Exercise prompt - Return the listing verbatim, images left out.

Data supplied -
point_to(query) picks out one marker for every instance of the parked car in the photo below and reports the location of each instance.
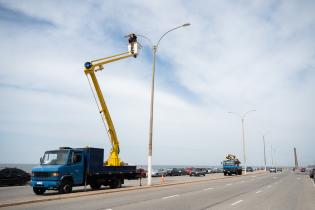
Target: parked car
(14, 176)
(198, 172)
(249, 169)
(188, 170)
(173, 172)
(312, 173)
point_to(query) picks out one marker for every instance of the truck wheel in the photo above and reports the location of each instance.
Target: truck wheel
(65, 186)
(95, 186)
(39, 191)
(115, 184)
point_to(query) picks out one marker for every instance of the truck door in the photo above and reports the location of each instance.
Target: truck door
(77, 167)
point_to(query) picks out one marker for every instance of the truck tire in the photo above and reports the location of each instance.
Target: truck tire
(65, 187)
(116, 183)
(95, 186)
(39, 191)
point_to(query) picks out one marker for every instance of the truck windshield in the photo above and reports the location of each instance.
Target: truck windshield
(229, 163)
(57, 157)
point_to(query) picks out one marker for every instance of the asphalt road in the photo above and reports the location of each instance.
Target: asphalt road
(285, 190)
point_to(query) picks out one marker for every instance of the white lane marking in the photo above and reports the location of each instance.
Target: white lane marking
(236, 202)
(172, 196)
(210, 188)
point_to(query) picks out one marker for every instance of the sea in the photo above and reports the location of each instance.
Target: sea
(28, 167)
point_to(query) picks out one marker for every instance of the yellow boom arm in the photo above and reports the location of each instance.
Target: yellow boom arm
(90, 69)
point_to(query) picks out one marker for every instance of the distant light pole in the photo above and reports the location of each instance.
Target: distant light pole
(154, 49)
(243, 132)
(265, 153)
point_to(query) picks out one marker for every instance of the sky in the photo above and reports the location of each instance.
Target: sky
(235, 56)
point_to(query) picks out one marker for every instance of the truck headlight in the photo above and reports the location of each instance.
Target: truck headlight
(55, 174)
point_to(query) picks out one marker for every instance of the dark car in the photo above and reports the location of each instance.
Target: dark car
(198, 172)
(249, 169)
(14, 176)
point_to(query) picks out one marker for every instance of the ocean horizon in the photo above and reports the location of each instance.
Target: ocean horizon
(28, 167)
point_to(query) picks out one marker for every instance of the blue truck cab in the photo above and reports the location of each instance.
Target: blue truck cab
(232, 167)
(66, 167)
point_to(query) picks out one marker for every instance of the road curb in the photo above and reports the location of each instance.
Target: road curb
(107, 191)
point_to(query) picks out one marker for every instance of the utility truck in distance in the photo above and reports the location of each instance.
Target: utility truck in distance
(231, 165)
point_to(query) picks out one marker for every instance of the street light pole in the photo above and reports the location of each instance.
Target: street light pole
(154, 50)
(271, 156)
(265, 153)
(243, 133)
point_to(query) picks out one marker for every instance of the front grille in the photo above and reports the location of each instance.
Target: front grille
(41, 174)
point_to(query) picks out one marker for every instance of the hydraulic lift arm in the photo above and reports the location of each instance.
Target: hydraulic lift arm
(97, 65)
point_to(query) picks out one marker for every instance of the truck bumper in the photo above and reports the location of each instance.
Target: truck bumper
(49, 185)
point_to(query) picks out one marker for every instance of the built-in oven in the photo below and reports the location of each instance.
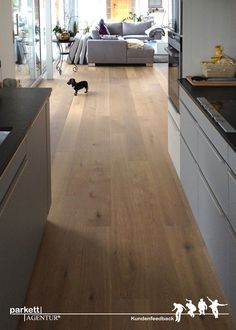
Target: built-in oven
(174, 51)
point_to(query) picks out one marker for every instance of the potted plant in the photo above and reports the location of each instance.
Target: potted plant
(61, 34)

Response for this exercise -
point_to(query) picks out one marker for every instance of the parked car in the photo below and reports the location of each instance.
Target: parked car
(14, 176)
(198, 172)
(249, 169)
(188, 170)
(173, 172)
(312, 173)
point_to(query) picks out one marker for every instance of the truck wheel in the photo above and reports the location of each instance.
Target: truck wheel
(65, 186)
(95, 186)
(39, 191)
(115, 184)
point_to(query) picks out one marker for every instance of the truck door in the photo above and reports the location of each instance.
Target: truck door
(77, 167)
point_to(query) picks out one marker for every instance of the truck tire in the photo above and reports the location of each instance.
Target: truck tire
(65, 187)
(116, 183)
(95, 186)
(39, 191)
point_to(query) picks out one marker for every instance of the truck windshield in the photo above and reports the location of each instance.
Target: truck windshield
(229, 163)
(57, 157)
point_to(query) picks out one marker for every instance of the asphalt road in the photo above and reports the location of each instance.
Target: asphalt road
(285, 190)
point_to(query) picks out one marker for every instance of the white lane marking in the photo above and reports the location of each instance.
Target: white lane marking
(236, 202)
(172, 196)
(210, 188)
point_to(query) picks out one marker for every instance of the sea in the photo above and reports the location of each instance.
Target: sea
(28, 167)
point_to(query) picks out one marker for every instance of the yellow boom arm in the photo above and reports the location of each instance.
Target: yellow boom arm
(90, 69)
point_to(query) picks out one marker for every instance of the distant light pole in the photo above and reports the location of each instance.
Target: distant light pole
(154, 49)
(243, 132)
(265, 153)
point_to(query) picks out one marker for every instance of the sky in the photo above and reports the location of each instance.
Target: sky
(235, 56)
point_to(query) picks out one marker for every instance of the truck headlight in the photo above and reports the location of each instance.
Target: truck headlight
(55, 174)
point_to(query) picks out one marker for every instance of the dark car in the photo above and reports the location of each instance.
Target: dark car
(198, 172)
(249, 169)
(14, 176)
point_to(query) picks out one marker for every instance of the ocean horizon in the photo above and reports the location of each instance.
Target: ocean horizon
(28, 167)
point_to(query) picks out one marker for every instance of the blue truck cab in the photo above and reports the location of each instance.
Target: blue truck cab
(232, 167)
(66, 167)
point_to(query) picks out one marker for every instance of the road curb in the photo above and reports the location of each instance.
Target: road curb
(107, 191)
point_to(query) picks out one marker for every instance of the utility truck in distance in the photo above and reports the location of each instance.
Target: utility truck in distance
(231, 165)
point_to(query) picks out one marker for every instance of the street light pole in the photo above and reports the location of each instance.
Target: street light pole
(154, 50)
(271, 156)
(265, 153)
(243, 133)
point_to(query) picks out one marker for every instance of the front grille in the photo above and reports the location of each instance.
Target: front grille
(41, 174)
point_to(query) picks out one marker for every instance of the hydraulic lift arm in the photo above and reports the location of each instance.
Target: hydraulic lift arm
(97, 65)
point_to(query) picks out one marker for every instance of the truck bumper in the photo above and reports the location of each instance.
Target: truck bumper
(49, 185)
point_to(query) picks out one marker for every instance of the built-in oven in the photo below and reports the location of each instance.
Target: built-in oven
(174, 51)
point_to(query) picks out one marker for every instance of the potted plant in the photo above and reports the location of each instance.
Target: potted plant
(61, 34)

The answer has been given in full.